Dataset entries:
________________

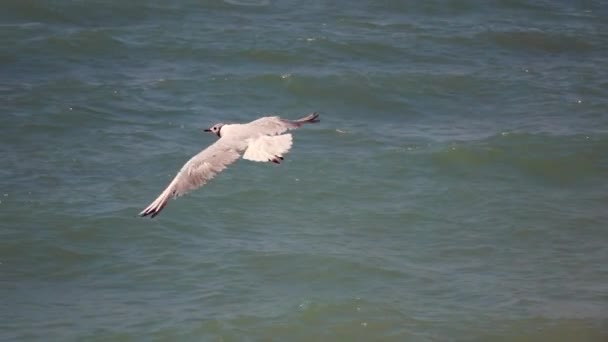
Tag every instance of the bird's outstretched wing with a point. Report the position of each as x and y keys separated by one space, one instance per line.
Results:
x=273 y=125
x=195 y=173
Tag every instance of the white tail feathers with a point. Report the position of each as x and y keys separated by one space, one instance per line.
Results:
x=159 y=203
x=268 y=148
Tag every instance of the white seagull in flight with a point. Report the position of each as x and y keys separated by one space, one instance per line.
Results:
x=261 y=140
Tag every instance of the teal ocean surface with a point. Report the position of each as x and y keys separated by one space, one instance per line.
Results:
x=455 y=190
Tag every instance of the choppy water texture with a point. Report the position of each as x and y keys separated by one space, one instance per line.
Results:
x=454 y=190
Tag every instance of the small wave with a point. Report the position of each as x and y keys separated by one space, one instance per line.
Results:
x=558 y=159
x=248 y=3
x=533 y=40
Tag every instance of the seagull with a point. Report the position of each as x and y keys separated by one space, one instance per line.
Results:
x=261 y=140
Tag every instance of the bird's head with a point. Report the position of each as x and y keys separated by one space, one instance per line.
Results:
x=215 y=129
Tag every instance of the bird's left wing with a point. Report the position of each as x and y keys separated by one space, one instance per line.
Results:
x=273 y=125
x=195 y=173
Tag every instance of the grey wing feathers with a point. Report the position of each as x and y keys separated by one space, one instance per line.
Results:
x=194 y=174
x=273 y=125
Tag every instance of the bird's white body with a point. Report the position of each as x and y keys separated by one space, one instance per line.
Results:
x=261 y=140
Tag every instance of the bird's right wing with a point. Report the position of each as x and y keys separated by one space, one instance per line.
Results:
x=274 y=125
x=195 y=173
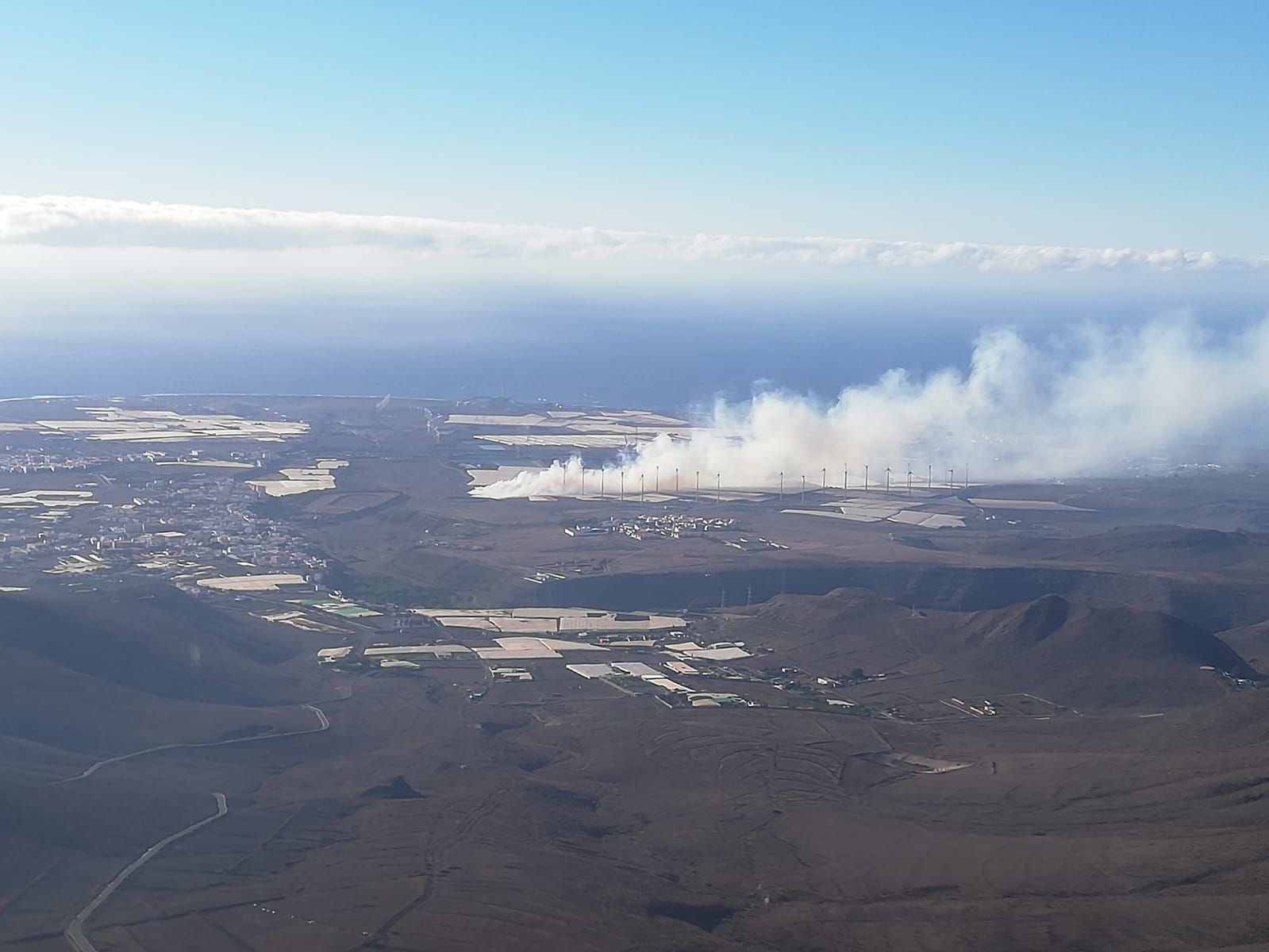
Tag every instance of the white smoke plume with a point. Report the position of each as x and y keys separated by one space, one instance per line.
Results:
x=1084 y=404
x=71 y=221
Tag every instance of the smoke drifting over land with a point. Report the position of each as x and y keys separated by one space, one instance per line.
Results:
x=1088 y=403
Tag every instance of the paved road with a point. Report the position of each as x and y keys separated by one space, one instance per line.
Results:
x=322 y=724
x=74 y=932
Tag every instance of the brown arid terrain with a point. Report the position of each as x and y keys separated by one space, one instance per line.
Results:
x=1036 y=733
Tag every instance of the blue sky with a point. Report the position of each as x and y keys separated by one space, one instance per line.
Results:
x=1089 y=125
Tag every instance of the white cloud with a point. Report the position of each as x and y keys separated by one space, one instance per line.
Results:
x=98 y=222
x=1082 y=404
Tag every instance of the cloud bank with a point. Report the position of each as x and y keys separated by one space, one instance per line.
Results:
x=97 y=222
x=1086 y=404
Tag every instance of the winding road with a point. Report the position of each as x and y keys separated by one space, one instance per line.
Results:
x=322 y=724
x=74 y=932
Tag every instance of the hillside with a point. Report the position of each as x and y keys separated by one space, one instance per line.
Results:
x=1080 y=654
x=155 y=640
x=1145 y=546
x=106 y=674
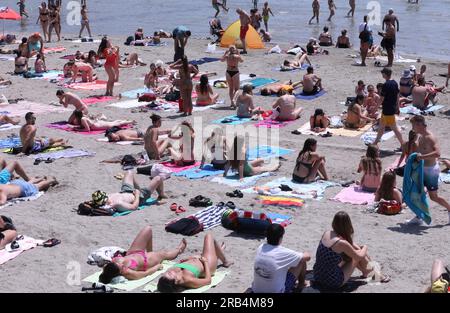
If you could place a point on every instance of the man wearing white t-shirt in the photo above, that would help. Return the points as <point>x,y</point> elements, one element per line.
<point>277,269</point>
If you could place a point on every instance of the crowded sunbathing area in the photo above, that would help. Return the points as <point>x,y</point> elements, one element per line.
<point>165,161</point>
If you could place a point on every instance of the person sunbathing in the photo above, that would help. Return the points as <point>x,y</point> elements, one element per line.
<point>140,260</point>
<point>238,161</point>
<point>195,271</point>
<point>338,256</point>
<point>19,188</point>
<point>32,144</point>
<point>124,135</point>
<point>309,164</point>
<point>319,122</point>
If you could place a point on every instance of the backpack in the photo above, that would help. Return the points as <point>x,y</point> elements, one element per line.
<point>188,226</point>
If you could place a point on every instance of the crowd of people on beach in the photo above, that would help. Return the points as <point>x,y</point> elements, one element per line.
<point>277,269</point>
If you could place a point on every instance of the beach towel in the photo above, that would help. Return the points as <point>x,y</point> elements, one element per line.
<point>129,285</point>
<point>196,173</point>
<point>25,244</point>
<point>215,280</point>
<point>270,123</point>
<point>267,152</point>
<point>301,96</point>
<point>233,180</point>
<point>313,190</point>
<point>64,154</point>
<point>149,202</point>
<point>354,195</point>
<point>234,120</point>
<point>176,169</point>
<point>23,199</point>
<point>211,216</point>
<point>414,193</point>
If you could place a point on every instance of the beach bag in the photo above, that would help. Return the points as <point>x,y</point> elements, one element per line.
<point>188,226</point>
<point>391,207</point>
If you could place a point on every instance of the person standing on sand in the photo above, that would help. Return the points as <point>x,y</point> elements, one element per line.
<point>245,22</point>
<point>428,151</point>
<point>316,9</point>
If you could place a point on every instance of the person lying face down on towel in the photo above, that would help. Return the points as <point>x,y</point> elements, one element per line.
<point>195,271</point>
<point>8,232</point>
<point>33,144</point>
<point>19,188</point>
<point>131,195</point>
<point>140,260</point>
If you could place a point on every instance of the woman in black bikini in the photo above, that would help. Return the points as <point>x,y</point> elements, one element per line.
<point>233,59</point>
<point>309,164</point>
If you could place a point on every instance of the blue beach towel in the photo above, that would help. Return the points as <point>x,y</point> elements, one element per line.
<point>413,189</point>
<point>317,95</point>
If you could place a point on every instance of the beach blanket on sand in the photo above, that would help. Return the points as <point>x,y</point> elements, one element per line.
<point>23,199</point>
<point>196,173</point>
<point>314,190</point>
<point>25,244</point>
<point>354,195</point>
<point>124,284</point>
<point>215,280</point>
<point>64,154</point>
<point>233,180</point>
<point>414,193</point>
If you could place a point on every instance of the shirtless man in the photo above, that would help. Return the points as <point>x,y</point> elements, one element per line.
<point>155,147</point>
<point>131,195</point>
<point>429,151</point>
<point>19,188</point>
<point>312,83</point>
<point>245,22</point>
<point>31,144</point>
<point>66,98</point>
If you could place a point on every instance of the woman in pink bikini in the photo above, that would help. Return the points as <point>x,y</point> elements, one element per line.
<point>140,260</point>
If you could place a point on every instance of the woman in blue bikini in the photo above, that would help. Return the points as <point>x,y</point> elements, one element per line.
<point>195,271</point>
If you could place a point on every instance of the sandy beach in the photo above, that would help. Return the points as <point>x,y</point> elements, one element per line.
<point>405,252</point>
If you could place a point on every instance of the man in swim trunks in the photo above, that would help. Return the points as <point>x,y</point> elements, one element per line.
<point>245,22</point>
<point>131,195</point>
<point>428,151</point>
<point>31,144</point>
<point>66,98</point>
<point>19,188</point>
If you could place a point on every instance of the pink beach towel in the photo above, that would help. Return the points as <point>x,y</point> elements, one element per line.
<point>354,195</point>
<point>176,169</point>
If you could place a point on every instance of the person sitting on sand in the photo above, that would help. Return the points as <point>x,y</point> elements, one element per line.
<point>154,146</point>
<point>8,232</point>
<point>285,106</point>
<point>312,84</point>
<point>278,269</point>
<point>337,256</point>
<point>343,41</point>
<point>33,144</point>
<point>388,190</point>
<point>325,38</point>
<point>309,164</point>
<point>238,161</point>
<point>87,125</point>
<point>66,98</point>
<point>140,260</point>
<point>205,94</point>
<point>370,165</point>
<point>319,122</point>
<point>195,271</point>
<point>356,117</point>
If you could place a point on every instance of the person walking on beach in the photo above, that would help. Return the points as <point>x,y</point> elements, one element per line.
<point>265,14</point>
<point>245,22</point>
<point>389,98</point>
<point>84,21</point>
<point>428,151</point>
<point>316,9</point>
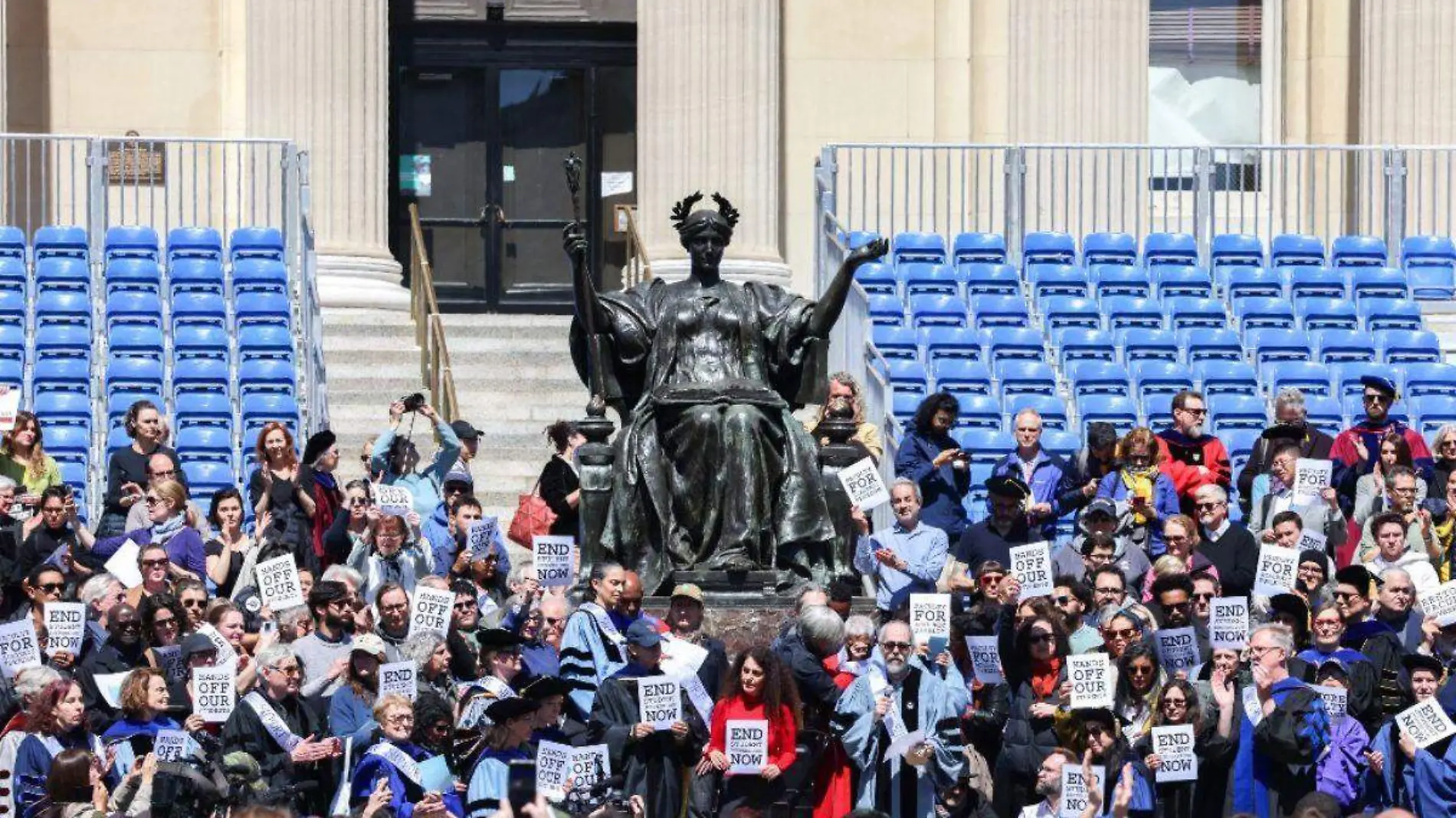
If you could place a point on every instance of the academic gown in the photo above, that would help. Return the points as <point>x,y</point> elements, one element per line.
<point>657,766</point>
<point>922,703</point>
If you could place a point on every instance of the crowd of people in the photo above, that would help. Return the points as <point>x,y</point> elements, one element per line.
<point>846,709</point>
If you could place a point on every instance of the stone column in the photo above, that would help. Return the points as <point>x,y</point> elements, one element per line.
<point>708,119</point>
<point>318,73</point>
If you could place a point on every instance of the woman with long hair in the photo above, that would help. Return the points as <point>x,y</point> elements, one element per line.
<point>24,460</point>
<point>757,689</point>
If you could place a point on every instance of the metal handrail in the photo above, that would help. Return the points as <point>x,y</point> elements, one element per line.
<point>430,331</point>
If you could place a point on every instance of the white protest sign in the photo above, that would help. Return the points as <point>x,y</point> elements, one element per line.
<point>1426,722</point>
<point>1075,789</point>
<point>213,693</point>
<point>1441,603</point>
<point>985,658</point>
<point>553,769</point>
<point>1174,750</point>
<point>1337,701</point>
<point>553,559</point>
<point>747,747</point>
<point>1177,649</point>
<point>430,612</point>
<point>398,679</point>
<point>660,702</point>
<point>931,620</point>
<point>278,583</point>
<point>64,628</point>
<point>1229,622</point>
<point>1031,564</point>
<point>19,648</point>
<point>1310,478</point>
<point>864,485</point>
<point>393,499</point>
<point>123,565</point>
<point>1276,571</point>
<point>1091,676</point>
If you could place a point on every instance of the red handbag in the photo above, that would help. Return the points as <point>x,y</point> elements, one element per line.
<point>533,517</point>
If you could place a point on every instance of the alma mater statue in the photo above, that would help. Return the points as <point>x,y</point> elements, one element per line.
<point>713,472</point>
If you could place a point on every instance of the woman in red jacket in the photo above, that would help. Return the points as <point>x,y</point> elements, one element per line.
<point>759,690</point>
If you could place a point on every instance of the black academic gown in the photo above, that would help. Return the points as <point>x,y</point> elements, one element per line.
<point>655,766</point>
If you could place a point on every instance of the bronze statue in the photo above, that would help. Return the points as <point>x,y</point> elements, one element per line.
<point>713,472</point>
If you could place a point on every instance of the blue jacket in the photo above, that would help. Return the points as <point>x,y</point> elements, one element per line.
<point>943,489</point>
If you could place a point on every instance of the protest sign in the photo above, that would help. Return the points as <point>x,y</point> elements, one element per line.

________________

◆ **EXERCISE**
Set down exactly the lines running from the beginning of the entries above to the line that contains "Tag every instance of the white tail", including both, and leave out pictures.

◆ **ANSWER TO THE PROBLEM**
Tag every instance of the bird's outstretched wing with a point. Report the position of each as x and y keys separated by one space, one instance per line.
Results:
x=273 y=125
x=195 y=173
Tag every instance of the white tail feathers with a point. Report the position of each as x and y keys separated by one space, one instance per line.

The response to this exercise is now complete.